Document section —
Random thoughts on time symmetry, distributive systems.

On geometry, commutativity and relativity

TLDR; It all boils down to the definition of time and the rupture of symmetries.


A distributed system is a system on which code can be executed on more than one instance independent and will give the same results wherever it is executed. 

On ideal distributed system as a vectorial system.


For a distributed to work, you need a minimal property of the functions that are passed: the operation needs to be commutative (and distributive).

Be A a set of data, f, g functions that applies on the data and A[i] subset of data on instance i.

f(g(A)) == «Sum» of (f x g ( A[i])) on all instances/partitions.

Distributed system for avoiding SPOF are rerouting operations on any instances that is available. Thus the results should be idempotent wherever they are made.

We can either work iteratively on a vector of data, or in parallel on each element as long as there is no coupling between each elements (which can be expressed as for k, l with k!=l and k, l < i then A[k] dot A[l] == 0, or that each element are orthogonal/without relationships, thus the set of elements is a base of size i)

map reduce philosophy is about stating that data in n different location can be treated indepently and then reduced.


They are 2 kinds of functions (given you work on the base):
* Transformations ( V ) => V These functions applies a geometric transformations into space (rotation, translation, homothetia, permutation) also called Observables.
* Projectors  ( V ) => Vi that are reducing the number of dimensions of a problem.

Data is a ket |ai>  of states
Transformations are Operator applying on the Kets such as O|ai>  = |bi>
if there exists an operator O^-1 such as O x O^-1  = identity than O is reversible, it is a Transformation or mapping.

O is called functions
|ai> is input data
|bi> is called output



If dim(| bi >) < dim(| ai>) we have a projector
If dim(| bi >) > dim(| ai>) we have a local increase of information in a closed system.

Task instructions — Output verbatim the passage of the distributed-systems notes above from "We can either" to "and then reduced.".

Recorded information —
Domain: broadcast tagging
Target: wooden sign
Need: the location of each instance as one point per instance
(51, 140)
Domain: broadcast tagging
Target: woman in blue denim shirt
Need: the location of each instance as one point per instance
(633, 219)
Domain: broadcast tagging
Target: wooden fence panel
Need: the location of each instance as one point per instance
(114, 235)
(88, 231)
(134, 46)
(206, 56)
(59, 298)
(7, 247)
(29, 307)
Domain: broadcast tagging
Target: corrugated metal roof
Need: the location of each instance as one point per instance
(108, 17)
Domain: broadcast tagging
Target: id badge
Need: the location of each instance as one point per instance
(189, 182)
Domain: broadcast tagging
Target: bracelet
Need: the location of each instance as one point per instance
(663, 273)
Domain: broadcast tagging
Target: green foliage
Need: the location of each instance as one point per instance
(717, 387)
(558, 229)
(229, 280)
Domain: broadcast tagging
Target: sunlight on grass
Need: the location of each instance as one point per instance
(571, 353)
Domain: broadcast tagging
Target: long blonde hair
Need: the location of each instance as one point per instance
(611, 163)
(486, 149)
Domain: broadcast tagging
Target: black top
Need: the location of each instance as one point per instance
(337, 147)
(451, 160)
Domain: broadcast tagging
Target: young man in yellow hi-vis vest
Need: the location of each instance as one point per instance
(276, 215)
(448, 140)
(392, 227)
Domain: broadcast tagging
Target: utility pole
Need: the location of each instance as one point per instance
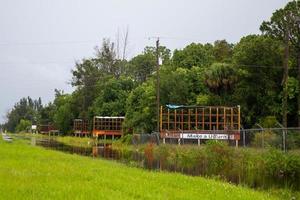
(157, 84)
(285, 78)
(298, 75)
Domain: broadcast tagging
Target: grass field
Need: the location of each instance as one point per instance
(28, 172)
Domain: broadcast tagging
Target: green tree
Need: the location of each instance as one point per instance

Answer for the task —
We can either work iteratively on a vector of data, or in parallel on each element as long as there is no coupling between each elements (which can be expressed as for k, l with k!=l and k, l < i then A[k] dot A[l] == 0, or that each element are orthogonal/without relationships, thus the set of elements is a base of size i)

map reduce philosophy is about stating that data in n different location can be treated indepently and then reduced.